Copy the data, starting at the line containing "bangle shown in this photo, matching this sample?" and ending with the last line of the data, with "bangle" replaced by "wrist bangle" throughout and everything else left the same.
________________________________________
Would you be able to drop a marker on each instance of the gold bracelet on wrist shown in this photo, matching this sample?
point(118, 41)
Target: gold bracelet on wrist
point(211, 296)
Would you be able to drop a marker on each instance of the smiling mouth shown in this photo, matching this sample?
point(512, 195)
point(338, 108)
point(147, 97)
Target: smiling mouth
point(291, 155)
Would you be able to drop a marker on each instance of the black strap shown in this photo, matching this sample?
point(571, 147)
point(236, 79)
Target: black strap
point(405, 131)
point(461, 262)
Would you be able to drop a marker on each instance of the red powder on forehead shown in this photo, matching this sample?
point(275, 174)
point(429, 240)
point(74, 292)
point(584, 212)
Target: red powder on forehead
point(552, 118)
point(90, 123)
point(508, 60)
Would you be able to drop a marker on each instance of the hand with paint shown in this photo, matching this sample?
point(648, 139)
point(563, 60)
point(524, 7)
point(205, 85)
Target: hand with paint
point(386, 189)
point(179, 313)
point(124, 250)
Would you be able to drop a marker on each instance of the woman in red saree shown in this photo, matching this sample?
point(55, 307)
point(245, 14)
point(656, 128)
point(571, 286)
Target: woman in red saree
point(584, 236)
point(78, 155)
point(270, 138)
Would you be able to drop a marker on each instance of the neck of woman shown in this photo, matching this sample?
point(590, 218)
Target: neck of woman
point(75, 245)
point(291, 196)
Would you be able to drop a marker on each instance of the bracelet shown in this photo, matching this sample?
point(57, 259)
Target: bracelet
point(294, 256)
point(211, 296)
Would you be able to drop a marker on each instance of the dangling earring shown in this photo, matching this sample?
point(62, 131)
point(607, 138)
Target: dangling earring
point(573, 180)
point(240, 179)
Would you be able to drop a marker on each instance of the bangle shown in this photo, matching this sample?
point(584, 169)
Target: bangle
________________________________________
* _Reply_:
Would you be able to drop a marker on each instance of the wrist bangle shown in this photo, matching this sample?
point(584, 169)
Target: wrist bangle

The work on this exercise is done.